»»
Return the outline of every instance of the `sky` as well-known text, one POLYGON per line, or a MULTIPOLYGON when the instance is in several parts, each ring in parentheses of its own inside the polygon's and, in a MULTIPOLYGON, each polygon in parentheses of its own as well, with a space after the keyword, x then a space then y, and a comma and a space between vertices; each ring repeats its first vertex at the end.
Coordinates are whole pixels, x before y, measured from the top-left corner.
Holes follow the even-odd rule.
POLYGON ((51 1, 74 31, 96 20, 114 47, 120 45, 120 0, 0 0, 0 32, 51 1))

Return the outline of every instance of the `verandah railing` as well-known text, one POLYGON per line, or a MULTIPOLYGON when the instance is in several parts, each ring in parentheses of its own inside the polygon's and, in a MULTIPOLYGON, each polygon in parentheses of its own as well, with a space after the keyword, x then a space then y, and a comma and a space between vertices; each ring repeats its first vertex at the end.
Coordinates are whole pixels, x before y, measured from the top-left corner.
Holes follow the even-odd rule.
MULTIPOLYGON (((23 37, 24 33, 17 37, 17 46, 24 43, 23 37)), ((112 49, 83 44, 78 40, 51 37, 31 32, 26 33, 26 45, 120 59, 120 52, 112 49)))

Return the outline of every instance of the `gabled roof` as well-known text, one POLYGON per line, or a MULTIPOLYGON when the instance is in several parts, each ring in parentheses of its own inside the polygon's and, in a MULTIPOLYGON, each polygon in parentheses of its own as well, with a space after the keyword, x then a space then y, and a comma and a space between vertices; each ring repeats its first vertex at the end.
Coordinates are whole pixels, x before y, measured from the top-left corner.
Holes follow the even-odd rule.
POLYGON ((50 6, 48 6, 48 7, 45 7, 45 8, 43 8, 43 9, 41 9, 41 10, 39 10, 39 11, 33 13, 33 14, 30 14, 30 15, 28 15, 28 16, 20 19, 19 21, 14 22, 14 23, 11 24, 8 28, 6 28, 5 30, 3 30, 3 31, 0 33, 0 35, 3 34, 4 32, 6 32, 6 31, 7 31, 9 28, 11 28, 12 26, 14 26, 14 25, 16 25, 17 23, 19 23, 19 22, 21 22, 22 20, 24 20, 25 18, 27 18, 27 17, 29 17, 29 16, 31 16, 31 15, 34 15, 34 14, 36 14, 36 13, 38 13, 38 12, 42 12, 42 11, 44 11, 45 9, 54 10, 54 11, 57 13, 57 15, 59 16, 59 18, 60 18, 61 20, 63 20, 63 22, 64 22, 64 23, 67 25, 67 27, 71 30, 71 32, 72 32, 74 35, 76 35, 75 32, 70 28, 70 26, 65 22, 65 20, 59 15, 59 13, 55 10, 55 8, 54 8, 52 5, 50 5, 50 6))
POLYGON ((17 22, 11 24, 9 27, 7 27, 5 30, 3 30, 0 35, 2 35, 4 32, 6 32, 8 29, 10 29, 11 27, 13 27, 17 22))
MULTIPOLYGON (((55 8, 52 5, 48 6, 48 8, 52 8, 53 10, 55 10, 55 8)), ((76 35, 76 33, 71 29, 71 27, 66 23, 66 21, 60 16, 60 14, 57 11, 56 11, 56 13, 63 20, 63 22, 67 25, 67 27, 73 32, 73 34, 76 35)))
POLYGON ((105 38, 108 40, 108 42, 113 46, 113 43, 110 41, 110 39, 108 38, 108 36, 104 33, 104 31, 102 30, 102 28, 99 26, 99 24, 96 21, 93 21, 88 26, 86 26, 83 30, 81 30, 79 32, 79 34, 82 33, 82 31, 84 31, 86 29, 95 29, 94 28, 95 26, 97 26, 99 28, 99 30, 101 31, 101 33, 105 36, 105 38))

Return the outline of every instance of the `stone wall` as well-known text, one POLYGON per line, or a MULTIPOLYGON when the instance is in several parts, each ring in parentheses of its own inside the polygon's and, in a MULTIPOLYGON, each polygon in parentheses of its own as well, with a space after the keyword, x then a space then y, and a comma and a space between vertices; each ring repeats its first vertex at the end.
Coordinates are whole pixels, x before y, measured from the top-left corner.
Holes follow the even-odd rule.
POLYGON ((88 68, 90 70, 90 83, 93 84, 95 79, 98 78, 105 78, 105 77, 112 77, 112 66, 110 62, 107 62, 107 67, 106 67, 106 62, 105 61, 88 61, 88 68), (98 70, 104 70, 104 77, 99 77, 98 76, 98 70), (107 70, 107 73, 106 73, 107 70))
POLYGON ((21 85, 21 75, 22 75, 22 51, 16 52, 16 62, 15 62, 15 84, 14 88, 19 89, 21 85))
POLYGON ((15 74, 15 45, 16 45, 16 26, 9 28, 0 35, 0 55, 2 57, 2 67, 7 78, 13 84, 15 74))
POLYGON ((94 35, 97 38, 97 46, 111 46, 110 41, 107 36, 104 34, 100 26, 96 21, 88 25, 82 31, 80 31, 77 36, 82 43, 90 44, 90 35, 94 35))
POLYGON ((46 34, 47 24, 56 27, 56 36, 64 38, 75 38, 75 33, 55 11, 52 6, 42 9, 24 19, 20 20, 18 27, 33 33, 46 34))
««
Repeat the data in full, exactly as supplied.

Solution =>
Return the outline of every instance of the `sky` as well-known text, one POLYGON per line, or a MULTIPOLYGON when the instance is in several parts, each ring in parentheses of its own inside the polygon's and, in a MULTIPOLYGON, each polygon in parentheses of its own as well, with a space after the keyword, x then a space then y, and a comma and a space between vertices; each ring repeats its first vertex at the end.
Coordinates are whole pixels, x before y, measured from the top-left corner.
Holes follow the even-odd rule.
POLYGON ((51 1, 74 31, 96 20, 114 47, 120 45, 120 0, 0 0, 0 32, 51 1))

Return the outline of every instance of the `verandah railing` as well-known text, one POLYGON per line, or a MULTIPOLYGON when the instance is in several parts, each ring in parentheses of its own inside the polygon's and, in a MULTIPOLYGON, each polygon in parentheses of its own as well, with a space after the keyword, x then a space then y, and a comma and a space between vertices; each ring repeats its first vertex at the end.
Coordinates are whole pixels, x before y, measured from the top-left corner.
Holes follow the even-odd rule.
MULTIPOLYGON (((23 37, 24 33, 17 37, 17 46, 24 43, 23 37)), ((112 49, 83 44, 78 40, 51 37, 31 32, 26 33, 26 45, 120 59, 120 52, 112 49)))

Return the outline of every instance of the `gabled roof` as well-known text, one POLYGON per line, or a MULTIPOLYGON when the instance is in several parts, each ring in parentheses of its own inside the polygon's and, in a MULTIPOLYGON, each polygon in parentheses of its own as well, with a space after the keyword, x then a space then y, and a comma and a space between vertices; each ring repeats its first vertex at the end.
Coordinates are whole pixels, x before y, measured from the top-left corner.
Holes follow the even-odd rule.
POLYGON ((50 6, 48 6, 48 7, 45 7, 45 8, 43 8, 43 9, 41 9, 41 10, 39 10, 39 11, 33 13, 33 14, 30 14, 30 15, 28 15, 28 16, 20 19, 19 21, 14 22, 14 23, 11 24, 8 28, 6 28, 5 30, 3 30, 3 31, 0 33, 0 35, 3 34, 4 32, 6 32, 6 31, 7 31, 9 28, 11 28, 12 26, 14 26, 14 25, 16 25, 17 23, 19 23, 19 22, 21 22, 22 20, 24 20, 25 18, 27 18, 27 17, 29 17, 29 16, 31 16, 31 15, 34 15, 34 14, 36 14, 36 13, 38 13, 38 12, 42 12, 42 11, 44 11, 45 9, 54 10, 54 11, 57 13, 57 15, 59 16, 59 18, 60 18, 61 20, 63 20, 63 22, 64 22, 64 23, 67 25, 67 27, 71 30, 71 32, 72 32, 74 35, 76 35, 75 32, 70 28, 70 26, 65 22, 65 20, 59 15, 59 13, 55 10, 55 8, 54 8, 52 5, 50 5, 50 6))
POLYGON ((17 22, 11 24, 9 27, 7 27, 5 30, 3 30, 0 35, 2 35, 4 32, 6 32, 8 29, 10 29, 11 27, 13 27, 17 22))
MULTIPOLYGON (((55 8, 52 5, 48 6, 48 8, 52 8, 53 10, 55 10, 55 8)), ((76 35, 76 33, 71 29, 71 27, 66 23, 66 21, 60 16, 60 14, 57 11, 56 11, 56 13, 63 20, 63 22, 67 25, 67 27, 73 32, 73 34, 76 35)))
POLYGON ((105 38, 108 40, 108 42, 113 46, 113 43, 110 41, 110 39, 108 38, 108 36, 104 33, 104 31, 102 30, 102 28, 99 26, 99 24, 96 21, 93 21, 88 26, 86 26, 83 30, 81 30, 79 32, 79 34, 82 33, 82 31, 84 31, 86 29, 95 29, 94 28, 95 26, 97 26, 99 28, 99 30, 101 31, 101 33, 105 36, 105 38))

Return the outline of every instance of the `stone wall` as well-known text, one POLYGON per line, or a MULTIPOLYGON when the instance is in several parts, each ring in parentheses of its own inside the polygon's and, in a MULTIPOLYGON, each polygon in parentheses of its own as well, with a space after the keyword, x then a space then y, and a comma and a space between vertices; each ring repeats its first vertex at the end.
Coordinates are whole pixels, x before y, measured from the top-left corner.
Holes follow the even-odd rule.
POLYGON ((88 68, 90 70, 90 83, 93 84, 95 79, 98 78, 105 78, 105 77, 112 77, 112 66, 110 62, 107 62, 107 67, 106 67, 106 62, 105 61, 88 61, 88 68), (98 70, 104 70, 104 77, 99 77, 98 76, 98 70), (107 70, 107 73, 106 73, 107 70))
POLYGON ((21 85, 21 75, 22 75, 22 51, 16 52, 16 62, 15 62, 15 84, 14 88, 19 89, 21 85))
POLYGON ((15 74, 15 45, 16 45, 16 26, 9 28, 0 35, 0 55, 2 57, 2 67, 7 78, 13 84, 15 74))
POLYGON ((94 35, 97 38, 97 46, 111 46, 110 41, 107 36, 104 34, 100 26, 96 21, 88 25, 82 31, 80 31, 77 36, 82 43, 90 44, 90 35, 94 35))
POLYGON ((46 34, 47 24, 56 27, 56 36, 64 38, 75 38, 75 33, 55 11, 52 6, 42 9, 24 19, 20 20, 18 27, 33 33, 46 34))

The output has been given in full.